> Текст для чтения:
┏━━

Цвет в кино: от Кубрика до Пон-Джун Хо
- Автор: Максим Наливайко
- Жанр: Самиздат, сетевая литература
- Дата выхода: 2021
Читать книгу "Цвет в кино: от Кубрика до Пон-Джун Хо"
В еще одной знаковой сцене скучающий Джек Торренс бросает теннисный мяч в огромную индейскую фреску. С этого момента и начинаются главные ужасы фильма — продажа души дьяволу, убийство, смерть. И даже костюмы безобидной Венди говорят о том же: она постоянно носит индейскую одежду — то коричневый комбинезон поверх клетчатой зеленой рубашки, то желтый кардиган с индейскими вышивками и узорами на нем.
Кадр из фильма «Сияние» (1980)
Кадр из фильма «Сияние» (1980)
Противопоставление реального и фантастического — самый частый прием в хоррорах, который вытаскивает на свет все зазоры и больные точки в обыденном. И «Сияние» по этой части бьет рекорды, чередуя сцены в натуральных оттенках и кислотных, наглядно ставя вопрос: а происходит ли это в самом деле? Отель-лабиринт, сюрреалистичные ковры, непрошеные гости, таинственные превращения пустынных залов в шумные балы и запретная комната 237. Ядовитый зеленый здесь смешивается с кричащим фиолетовым, и под пронизывающим ужасом освещением случается все самое необъяснимое: Джеку является полуживая-полумертвая леди, а у Дэнни из ниоткуда обнаруживается синяк на всю шею. Еще через несколько сцен Джек оказывается в другой ванной комнате, красно-белой, но с тем же неземным неоновым светом. После беседы со своим новым потусторонним приятелем Джек решается на непоправимое — вынося приговор не столько собственным жертвам, сколько самому себе и (анти) героям своего поколения.

┗━━

> Вопросы и задания:
1/ Во что, согласно тексту для чтения, скучающий Джек Торренс бросает теннисный мяч?
2/ Перечислите все предметы одежды Венди, которые названы в тексте для чтения.

> Исходные данные:
┏━━

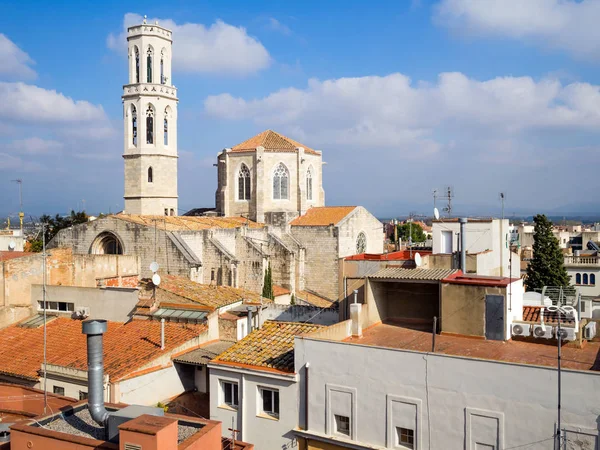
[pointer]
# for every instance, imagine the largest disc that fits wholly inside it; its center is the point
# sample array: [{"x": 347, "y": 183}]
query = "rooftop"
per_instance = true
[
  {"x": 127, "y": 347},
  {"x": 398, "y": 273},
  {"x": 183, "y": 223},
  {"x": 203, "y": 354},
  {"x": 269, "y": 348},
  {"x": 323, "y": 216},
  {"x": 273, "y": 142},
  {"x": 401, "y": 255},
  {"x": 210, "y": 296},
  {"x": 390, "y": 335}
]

┗━━
┏━━

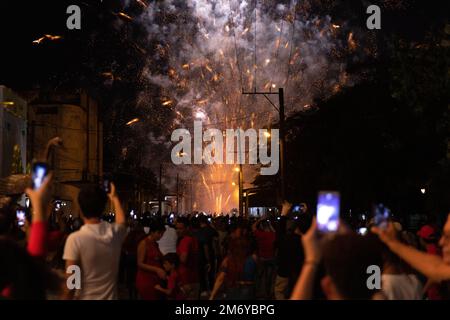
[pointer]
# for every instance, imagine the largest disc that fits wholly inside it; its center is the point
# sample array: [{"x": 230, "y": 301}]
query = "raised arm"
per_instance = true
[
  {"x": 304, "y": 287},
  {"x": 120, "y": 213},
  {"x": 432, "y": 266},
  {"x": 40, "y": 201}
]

┗━━
┏━━

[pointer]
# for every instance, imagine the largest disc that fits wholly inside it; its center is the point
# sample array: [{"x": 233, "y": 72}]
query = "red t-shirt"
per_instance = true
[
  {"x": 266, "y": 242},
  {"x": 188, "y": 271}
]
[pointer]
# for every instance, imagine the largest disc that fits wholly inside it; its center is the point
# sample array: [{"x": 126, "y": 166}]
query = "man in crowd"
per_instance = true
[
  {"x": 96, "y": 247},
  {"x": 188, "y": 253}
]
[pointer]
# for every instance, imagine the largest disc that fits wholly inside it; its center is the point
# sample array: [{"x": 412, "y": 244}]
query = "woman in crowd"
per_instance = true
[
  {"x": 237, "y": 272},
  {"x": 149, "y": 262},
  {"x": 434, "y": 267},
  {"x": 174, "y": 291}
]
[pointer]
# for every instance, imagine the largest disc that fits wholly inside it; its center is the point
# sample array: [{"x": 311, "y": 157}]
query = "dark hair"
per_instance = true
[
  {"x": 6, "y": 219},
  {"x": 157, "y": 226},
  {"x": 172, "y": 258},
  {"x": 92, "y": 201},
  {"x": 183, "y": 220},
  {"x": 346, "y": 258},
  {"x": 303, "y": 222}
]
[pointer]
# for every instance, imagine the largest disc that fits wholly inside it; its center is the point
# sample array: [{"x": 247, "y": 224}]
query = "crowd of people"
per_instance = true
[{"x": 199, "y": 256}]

┗━━

> Итоговые ответы:
1/ В огромную индейскую фреску.

2/ Коричневый комбинезон, клетчатая зеленая рубашка, желтый кардиган с индейскими вышивками и узорами.